-- Begin Page extract --

[csw-devel] SF.net SVN: gar:[21086] csw/mgar/gar/v2/lib

wahwah at users.sourceforge.net wahwah at users.sourceforge.net
Wed May 15 01:15:17 CEST 2013


Revision: 21086
          http://gar.svn.sourceforge.net/gar/?rev=21086&view=rev
Author:   wahwah
Date:     2013-05-14 23:15:16 +0000 (Tue, 14 May 2013)
Log Message:
-----------
pkgdb: Faster catalog generation

Instead of lots of back-and-forth over the REST interface, we now have
a single endpoint which gives us complete catalog information. All we need to
do is to write that to a text file and call it a catalog.

The server side has to do a little more work, for example filter out all
non-CSW packages from dependencies.

Modified Paths:
--------------
    csw/mgar/gar/v2/lib/python/generate_catalog_file.py
    csw/mgar/gar/v2/lib/python/generate_catalog_file_test.py
    csw/mgar/gar/v2/lib/python/models.py
    csw/mgar/gar/v2/lib/python/representations.py
    csw/mgar/gar/v2/lib/python/rest.py
    csw/mgar/gar/v2/lib/web/pkgdb_web.py

Modified: csw/mgar/gar/v2/lib/python/generate_catalog_file.py
===================================================================
--- csw/mgar/gar/v2/lib/python/generate_catalog_file.py	2013-05-14 20:59:53 UTC (rev 21085)
+++ csw/mgar/gar/v2/lib/python/generate_catalog_file.py	2013-05-14 23:15:16 UTC (rev 21086)

-- End Page extract --

Rewrite the commit message starting at "Instead of lots" and ending at "packages from dependencies.", putting "URL" in place of "endpoint". The rows have no connection to the commit message.

-- Begin Listed records --

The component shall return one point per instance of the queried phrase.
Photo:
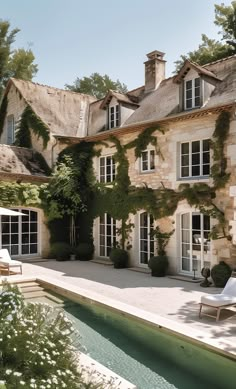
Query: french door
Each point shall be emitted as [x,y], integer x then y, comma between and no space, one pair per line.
[146,240]
[19,234]
[107,234]
[195,242]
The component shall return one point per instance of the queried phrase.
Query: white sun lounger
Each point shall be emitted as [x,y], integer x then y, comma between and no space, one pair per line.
[7,263]
[227,298]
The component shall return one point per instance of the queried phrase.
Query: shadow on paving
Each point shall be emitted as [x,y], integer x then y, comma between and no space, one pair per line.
[119,278]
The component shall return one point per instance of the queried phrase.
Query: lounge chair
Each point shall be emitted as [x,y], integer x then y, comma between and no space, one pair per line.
[225,299]
[7,263]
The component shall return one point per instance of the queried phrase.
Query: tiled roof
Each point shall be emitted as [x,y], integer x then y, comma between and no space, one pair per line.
[164,102]
[123,98]
[21,161]
[64,112]
[199,69]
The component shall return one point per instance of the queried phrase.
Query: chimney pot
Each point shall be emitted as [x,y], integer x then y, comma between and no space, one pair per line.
[154,70]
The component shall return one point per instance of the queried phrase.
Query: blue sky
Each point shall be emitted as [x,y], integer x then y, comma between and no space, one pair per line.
[75,38]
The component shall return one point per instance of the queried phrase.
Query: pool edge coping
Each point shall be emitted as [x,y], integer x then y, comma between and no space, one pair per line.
[180,330]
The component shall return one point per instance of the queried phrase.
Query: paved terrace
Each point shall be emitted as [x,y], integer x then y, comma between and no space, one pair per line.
[168,302]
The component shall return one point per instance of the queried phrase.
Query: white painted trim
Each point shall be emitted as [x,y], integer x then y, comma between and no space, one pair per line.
[148,170]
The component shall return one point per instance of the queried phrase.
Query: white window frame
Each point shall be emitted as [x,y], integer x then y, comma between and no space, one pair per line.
[113,235]
[149,239]
[193,89]
[10,129]
[114,116]
[20,220]
[190,165]
[103,178]
[196,257]
[148,153]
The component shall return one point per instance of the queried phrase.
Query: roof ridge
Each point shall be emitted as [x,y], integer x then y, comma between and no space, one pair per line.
[218,60]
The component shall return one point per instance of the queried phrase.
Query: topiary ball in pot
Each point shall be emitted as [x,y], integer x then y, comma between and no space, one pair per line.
[84,251]
[158,265]
[220,274]
[119,257]
[61,251]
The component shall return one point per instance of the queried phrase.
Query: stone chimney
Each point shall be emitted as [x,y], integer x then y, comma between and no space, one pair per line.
[154,70]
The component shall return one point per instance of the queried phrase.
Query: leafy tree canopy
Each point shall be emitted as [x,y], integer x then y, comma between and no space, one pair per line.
[16,63]
[96,85]
[211,50]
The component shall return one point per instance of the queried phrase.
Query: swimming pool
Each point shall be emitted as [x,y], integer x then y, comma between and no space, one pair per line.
[148,356]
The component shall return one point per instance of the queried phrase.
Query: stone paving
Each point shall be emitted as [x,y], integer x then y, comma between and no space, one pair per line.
[166,298]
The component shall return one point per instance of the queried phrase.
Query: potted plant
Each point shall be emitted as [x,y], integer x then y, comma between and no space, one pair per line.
[119,254]
[119,257]
[84,251]
[220,274]
[159,263]
[61,251]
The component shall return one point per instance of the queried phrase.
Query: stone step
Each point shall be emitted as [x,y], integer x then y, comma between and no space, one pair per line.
[30,288]
[140,269]
[26,284]
[58,300]
[33,260]
[33,295]
[102,261]
[186,278]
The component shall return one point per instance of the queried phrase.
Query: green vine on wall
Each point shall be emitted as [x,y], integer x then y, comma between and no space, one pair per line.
[3,112]
[145,138]
[30,121]
[23,194]
[218,169]
[121,199]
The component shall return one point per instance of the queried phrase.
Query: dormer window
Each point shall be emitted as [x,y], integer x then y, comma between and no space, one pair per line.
[107,169]
[147,161]
[114,116]
[192,93]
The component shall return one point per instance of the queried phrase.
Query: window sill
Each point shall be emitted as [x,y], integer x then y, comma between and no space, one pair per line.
[191,179]
[147,171]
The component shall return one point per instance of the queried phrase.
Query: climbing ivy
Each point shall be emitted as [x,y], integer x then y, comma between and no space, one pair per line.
[30,121]
[3,112]
[218,169]
[144,139]
[22,194]
[120,199]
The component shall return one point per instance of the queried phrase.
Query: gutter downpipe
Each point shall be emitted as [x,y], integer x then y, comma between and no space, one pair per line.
[52,152]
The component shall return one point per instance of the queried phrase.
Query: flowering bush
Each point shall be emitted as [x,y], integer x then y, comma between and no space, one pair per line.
[35,346]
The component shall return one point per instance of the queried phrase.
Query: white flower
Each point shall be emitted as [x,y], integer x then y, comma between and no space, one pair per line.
[17,374]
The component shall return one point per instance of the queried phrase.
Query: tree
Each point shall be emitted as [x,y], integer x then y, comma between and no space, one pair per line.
[211,50]
[208,51]
[96,85]
[14,63]
[225,18]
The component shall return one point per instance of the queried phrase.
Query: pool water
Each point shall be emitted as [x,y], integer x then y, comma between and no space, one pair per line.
[149,357]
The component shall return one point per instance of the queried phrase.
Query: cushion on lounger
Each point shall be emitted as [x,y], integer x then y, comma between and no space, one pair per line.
[217,300]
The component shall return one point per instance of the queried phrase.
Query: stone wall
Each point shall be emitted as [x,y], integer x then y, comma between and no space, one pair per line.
[166,173]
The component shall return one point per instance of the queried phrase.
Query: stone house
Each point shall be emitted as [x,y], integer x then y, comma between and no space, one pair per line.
[189,152]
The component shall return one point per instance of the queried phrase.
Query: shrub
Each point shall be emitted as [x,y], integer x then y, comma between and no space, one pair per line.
[84,251]
[36,347]
[158,265]
[220,274]
[61,251]
[119,257]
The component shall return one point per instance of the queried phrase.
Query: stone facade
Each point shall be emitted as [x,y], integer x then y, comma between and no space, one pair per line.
[162,103]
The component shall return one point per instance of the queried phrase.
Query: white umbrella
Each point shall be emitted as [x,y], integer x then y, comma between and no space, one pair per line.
[9,212]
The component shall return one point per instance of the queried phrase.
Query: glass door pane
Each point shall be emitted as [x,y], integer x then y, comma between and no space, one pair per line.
[185,243]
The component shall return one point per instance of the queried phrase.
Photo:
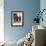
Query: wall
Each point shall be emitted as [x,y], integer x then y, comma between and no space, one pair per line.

-- End Listed records --

### Expected answer
Instead of lots of back-and-forth over the REST interface, we now have
a single URL which gives us complete catalog information. All we need to
do is to write that to a text file and call it a catalog.

The server side has to do a little more work, for example filter out all
non-CSW packages from dependencies.